Goal: Render the material again word for word, skipping the pictures in it.

Listed records:
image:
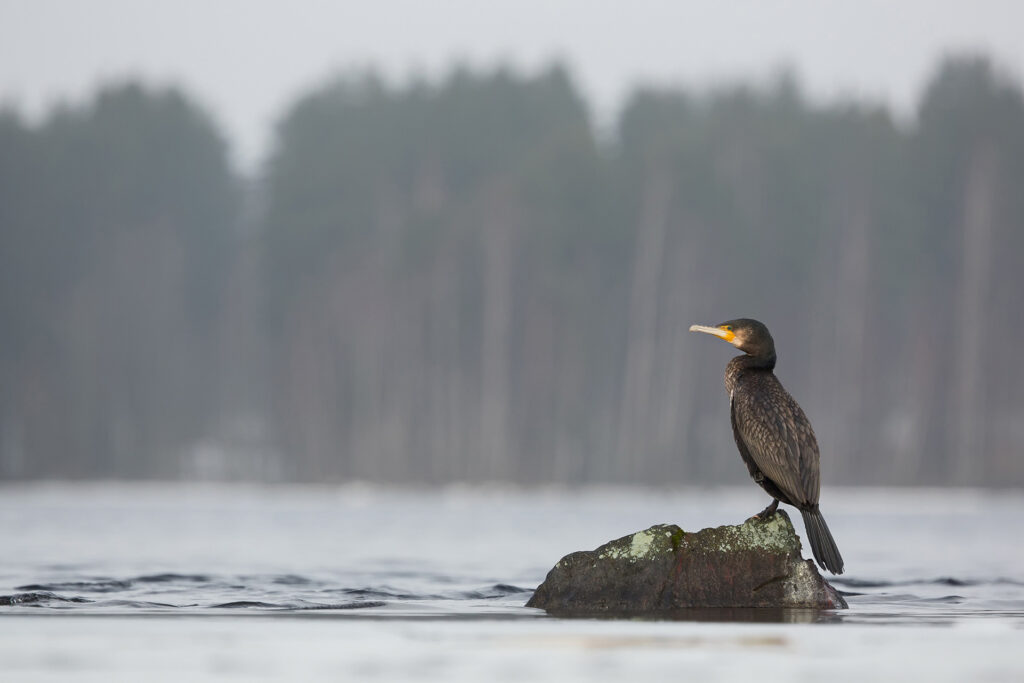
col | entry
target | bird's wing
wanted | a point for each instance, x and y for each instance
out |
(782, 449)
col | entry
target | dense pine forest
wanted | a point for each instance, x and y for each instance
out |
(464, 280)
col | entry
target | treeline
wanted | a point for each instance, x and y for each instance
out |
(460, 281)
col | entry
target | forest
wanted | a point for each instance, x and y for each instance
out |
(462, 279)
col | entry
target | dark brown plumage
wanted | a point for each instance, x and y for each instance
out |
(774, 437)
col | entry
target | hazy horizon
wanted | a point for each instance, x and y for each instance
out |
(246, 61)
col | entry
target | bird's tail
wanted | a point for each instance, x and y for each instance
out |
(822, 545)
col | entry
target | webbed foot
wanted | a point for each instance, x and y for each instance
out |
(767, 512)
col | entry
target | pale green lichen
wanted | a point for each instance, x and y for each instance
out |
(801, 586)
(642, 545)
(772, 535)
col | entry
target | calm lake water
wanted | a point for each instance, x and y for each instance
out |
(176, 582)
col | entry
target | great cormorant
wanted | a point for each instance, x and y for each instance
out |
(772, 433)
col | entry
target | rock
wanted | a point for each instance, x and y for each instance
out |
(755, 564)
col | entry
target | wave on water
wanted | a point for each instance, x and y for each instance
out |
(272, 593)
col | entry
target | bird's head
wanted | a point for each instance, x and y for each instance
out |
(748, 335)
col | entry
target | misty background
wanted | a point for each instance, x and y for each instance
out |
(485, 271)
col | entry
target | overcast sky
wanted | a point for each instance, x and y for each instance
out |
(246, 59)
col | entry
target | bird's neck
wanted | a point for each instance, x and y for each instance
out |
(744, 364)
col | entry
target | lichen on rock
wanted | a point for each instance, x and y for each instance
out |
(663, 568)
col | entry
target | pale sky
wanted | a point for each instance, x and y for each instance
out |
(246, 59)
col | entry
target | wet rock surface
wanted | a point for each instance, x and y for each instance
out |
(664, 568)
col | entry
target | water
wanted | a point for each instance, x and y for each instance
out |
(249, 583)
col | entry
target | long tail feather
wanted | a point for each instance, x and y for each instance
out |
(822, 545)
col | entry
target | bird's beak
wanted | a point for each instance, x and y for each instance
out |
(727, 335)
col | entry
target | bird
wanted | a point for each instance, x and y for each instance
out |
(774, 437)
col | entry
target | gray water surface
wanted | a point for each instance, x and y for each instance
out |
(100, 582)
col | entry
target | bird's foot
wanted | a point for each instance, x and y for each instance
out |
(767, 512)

Answer:
image:
col | entry
target | bird's wing
wanted | a point for each instance, x and y for each instance
out |
(782, 449)
col | entry
target | dense pine forest
wanted | a point for each instance, x and y for each instance
out |
(464, 280)
col | entry
target | treeline
wanted | a point for each instance, x and y for each instance
out |
(460, 281)
col | entry
target | forest
wanted | a point for each instance, x and y for each instance
out |
(462, 279)
col | entry
target | dark brown plumage
wanted | a point for each instance, x and y for each instance
out |
(774, 437)
col | entry
target | hazy horizon
wanted | a point for each instance, x and y for each instance
out |
(246, 61)
col | entry
target | bird's tail
wanted | a point for each instance, x and y for each instance
out |
(822, 545)
col | entry
target | webbed foot
wanted | a point for each instance, x and y for each instance
out |
(767, 512)
col | entry
target | pale green lichen
wanted | a point for each instance, x and y for each instance
out |
(801, 586)
(642, 545)
(772, 535)
col | entry
target | calm lake water
wanted | a point for each instance, x and y for each instance
out |
(176, 582)
col | entry
target | great cormorant
wanted | a point for each instance, x and y for each instance
out |
(772, 433)
col | entry
target | rock
wanted | a point for each instance, x and y for each instance
out |
(755, 564)
col | entry
target | wave on water
wanted | a point for each instance, x and y for each instance
out |
(272, 593)
col | entry
target | bird's head
wanted | a point for each instance, x and y for each instance
out |
(748, 335)
col | entry
target | misty background
wanted | a point for each instance, x and y for each instance
out |
(485, 271)
col | entry
target | overcast sky
wanted | a point for each instance, x and y for each instance
out |
(246, 59)
col | entry
target | bird's neck
wanted | a point for each instance, x and y for each instance
out |
(744, 364)
col | entry
target | lichen on rock
wanted | a point for each instance, x and y for each instance
out |
(663, 568)
col | entry
target | pale sky
wanted | a point for each instance, x and y for each instance
out |
(246, 59)
col | entry
target | wet rock surface
wanted | a point for each instance, x and y for each instance
out |
(664, 568)
col | entry
target | water
wanted | a point for each instance, x and y for each instance
out |
(249, 583)
col | entry
target | long tail feather
wanted | a point for each instance, x and y for each instance
out |
(822, 545)
col | entry
target | bird's beak
wanted | a point for each instance, x and y for each instance
out |
(727, 335)
col | entry
target | bird
wanted | a point for each instance, x and y for each instance
out |
(774, 437)
col | entry
target | gray water surface
wanted | a point for each instance, x and y for each instance
out |
(100, 582)
col | entry
target | bird's foot
wanted | a point for each instance, x and y for each instance
out |
(767, 512)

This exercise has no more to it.